> _TEXT BLOCK_
============

17th International Willa Cather Seminar

Monday, June 17, 2019 to Friday, June 21, 2019
Shenandoah University
1460 University Drive
Winchester, VA 22601

17th International Willa Cather Seminar

“Unsettling Cather: Differences and Dislocations”

June 17–21, 2019 | Shenandoah University, Winchester, Virginia

Co-Directors: Marilee Lindemann, University of Maryland Ann Romines, George Washington University, emerita

Site Director: John Jacobs, Shenandoah University, emeritus

Sponsored by the Willa Cather Foundation, the University of Nebraska-Lincoln, Shenandoah University , and the Museum of the Shenandoah Valley

Seminar Schedule and Highlights include:

Sunday, June 16

Afternoon check-in, dinner served for those dining on campus; Cather Trivia in the evening

Monday, June 17

Plenary session with Ann Romines, Matthew Clark Greer and Jonathan Noyalas; concurrent sessions; tour of local Cather sites, Willow Shade, Stonewall Confederate and National (Union) cemeteries, with a picnic supper at Capon Springs resort

Tuesday, June 18

Plenary session with Joseph Dimuro and Guy Reynolds; concurrent paper sessions; dinner with Cather family; keynote speaker Siobhan Somerville

Wednesday, June 19

A day on the Washington Mall and a chance to visit the National Museum of African American History and Culture

Thursday, June 20

Plenary session with Zita Nunes and Christin Taylor; concurrent sessions; visit the Museum of Shenandoah Valley for Cather exhibit and quilt program

Friday, June 21

Plenary and concurrent sessions, followed by seminar banquet

Saturday, June 22

Farewell breakfast, optional activities

Call for Papers

Call for Papers
Call for Papers

The 17th International Willa Cather Seminar will be held in the lush, complex place of Cather’s Virginia birth and first nine years. When she was born here in 1873, Cather’s family had already been planted in Virginia since the 1730s. Here, as observant daughter of a white family, she first encountered differences and dislocations that remained lively, productive, and sometimes deeply troubling sites of tension and energy in her writings. In this Seminar, we do not intend to root conversation solely in this particular locale. Instead, we hope to un-root or unsettle it through attention to such differences and dislocations as they marked Cather’s life and work, beginning in her undergraduate stories and culminating in her late-life return to Virginia in her last novel, Sapphira and the Slave Girl.

============

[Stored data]
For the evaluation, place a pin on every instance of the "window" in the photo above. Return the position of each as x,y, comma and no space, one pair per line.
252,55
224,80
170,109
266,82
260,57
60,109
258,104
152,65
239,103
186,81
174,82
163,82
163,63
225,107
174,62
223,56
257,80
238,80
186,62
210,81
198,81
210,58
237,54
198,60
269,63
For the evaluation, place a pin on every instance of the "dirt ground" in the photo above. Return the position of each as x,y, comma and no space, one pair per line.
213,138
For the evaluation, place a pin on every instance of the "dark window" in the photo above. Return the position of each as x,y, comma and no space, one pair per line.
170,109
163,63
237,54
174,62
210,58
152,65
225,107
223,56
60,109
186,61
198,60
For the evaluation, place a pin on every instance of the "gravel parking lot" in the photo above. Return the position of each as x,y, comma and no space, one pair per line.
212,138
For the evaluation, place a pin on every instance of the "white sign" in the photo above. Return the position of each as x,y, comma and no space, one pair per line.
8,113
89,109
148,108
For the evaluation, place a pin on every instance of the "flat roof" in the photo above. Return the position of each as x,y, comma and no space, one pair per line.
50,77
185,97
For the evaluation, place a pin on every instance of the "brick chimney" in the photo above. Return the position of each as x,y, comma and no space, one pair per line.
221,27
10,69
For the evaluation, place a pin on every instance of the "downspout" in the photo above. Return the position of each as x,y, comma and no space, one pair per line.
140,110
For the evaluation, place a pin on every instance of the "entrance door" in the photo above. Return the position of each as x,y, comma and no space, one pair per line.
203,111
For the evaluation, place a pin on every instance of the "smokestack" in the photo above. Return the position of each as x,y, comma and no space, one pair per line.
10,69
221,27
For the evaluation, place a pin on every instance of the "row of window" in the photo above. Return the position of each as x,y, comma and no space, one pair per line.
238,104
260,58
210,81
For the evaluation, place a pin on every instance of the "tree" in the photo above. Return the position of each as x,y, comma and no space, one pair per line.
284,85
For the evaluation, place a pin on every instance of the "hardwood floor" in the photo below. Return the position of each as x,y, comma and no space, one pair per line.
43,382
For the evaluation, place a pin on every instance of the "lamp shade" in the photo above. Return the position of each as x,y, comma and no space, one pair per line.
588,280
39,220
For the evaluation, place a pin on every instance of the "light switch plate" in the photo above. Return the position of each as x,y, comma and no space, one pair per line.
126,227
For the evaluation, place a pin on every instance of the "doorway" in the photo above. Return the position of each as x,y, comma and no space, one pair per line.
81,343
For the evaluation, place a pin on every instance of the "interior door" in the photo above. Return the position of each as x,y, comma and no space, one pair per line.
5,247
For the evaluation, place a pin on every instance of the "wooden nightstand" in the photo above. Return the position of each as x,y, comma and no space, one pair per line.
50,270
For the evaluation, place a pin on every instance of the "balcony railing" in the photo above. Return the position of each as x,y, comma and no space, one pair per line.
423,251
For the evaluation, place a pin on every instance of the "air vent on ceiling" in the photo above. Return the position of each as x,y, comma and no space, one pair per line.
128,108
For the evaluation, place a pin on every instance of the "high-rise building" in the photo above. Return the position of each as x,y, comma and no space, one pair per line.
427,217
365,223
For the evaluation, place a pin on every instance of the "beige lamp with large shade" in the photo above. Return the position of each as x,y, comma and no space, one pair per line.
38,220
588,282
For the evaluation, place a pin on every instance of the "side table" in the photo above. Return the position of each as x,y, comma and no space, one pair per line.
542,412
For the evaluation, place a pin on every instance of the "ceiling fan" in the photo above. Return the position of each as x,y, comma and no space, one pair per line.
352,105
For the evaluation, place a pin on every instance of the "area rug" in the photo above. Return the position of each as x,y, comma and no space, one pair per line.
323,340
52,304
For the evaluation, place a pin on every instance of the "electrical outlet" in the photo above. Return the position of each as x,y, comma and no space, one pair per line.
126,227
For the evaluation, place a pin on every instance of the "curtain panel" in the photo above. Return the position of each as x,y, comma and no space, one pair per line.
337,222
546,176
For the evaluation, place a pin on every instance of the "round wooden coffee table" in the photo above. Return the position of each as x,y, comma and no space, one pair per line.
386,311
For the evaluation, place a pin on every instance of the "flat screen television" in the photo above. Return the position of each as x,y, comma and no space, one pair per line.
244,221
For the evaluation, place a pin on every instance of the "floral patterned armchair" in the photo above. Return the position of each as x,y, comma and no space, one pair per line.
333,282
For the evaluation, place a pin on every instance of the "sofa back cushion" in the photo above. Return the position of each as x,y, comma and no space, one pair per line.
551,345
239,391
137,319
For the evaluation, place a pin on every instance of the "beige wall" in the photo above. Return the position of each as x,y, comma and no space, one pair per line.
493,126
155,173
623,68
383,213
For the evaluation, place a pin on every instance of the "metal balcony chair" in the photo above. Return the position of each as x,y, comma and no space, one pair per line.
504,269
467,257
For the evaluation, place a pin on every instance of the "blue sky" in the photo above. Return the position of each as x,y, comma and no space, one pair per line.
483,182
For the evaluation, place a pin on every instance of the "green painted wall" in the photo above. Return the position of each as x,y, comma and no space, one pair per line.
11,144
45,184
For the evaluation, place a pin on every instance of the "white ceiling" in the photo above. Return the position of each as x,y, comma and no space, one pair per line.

============

> _EXERCISE TASK_
List every sponsor named in the seminar announcement. The records come from a different source than the seminar announcement.

> _RESULT OF THIS TASK_
- Willa Cather Foundation
- University of Nebraska-Lincoln
- Shenandoah University
- Museum of the Shenandoah Valley